A complete response lists each line of the data below that includes the word "every".

──────────────────────────────

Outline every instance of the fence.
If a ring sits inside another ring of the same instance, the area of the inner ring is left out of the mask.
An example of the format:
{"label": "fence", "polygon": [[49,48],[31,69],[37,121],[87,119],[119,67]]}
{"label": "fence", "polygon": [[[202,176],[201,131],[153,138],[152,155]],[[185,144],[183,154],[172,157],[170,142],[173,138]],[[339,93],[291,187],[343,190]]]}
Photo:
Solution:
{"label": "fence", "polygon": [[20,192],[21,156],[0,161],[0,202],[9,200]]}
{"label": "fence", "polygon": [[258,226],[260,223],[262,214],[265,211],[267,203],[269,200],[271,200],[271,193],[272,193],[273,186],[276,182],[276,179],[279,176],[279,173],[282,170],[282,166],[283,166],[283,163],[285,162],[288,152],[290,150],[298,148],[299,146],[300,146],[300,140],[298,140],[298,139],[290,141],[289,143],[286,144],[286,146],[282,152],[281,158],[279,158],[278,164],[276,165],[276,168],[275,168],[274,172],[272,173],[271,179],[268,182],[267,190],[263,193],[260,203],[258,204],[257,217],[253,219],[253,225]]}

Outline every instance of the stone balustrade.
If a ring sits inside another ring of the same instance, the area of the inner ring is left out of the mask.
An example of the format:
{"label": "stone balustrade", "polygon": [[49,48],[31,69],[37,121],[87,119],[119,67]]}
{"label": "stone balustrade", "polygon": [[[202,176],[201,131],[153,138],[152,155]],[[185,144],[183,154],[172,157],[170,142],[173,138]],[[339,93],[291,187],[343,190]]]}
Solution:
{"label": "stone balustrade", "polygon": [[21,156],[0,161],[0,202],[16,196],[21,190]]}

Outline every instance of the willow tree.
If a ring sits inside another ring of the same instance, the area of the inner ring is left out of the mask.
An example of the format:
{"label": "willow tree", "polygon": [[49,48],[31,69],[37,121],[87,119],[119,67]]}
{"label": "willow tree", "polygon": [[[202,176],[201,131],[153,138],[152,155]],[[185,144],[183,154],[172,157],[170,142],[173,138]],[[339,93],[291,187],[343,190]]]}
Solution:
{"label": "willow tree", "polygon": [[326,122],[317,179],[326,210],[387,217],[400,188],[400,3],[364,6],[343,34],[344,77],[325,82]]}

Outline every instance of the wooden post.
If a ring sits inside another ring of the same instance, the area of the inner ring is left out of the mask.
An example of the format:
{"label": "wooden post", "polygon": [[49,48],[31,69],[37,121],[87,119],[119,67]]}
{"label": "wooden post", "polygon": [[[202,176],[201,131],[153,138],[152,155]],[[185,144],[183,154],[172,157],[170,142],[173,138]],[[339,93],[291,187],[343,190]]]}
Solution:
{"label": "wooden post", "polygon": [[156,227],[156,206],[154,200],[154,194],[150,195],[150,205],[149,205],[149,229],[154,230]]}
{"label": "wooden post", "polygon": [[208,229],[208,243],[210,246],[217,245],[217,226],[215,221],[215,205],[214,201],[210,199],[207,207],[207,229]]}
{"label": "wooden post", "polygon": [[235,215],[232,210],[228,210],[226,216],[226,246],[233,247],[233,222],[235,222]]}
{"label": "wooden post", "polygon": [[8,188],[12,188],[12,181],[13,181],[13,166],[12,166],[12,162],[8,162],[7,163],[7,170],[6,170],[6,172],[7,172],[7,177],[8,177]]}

──────────────────────────────

▶ _Result below_
Outline every instance of the fence.
Outline every instance of the stone balustrade.
Outline every instance of the willow tree.
Outline every instance of the wooden post.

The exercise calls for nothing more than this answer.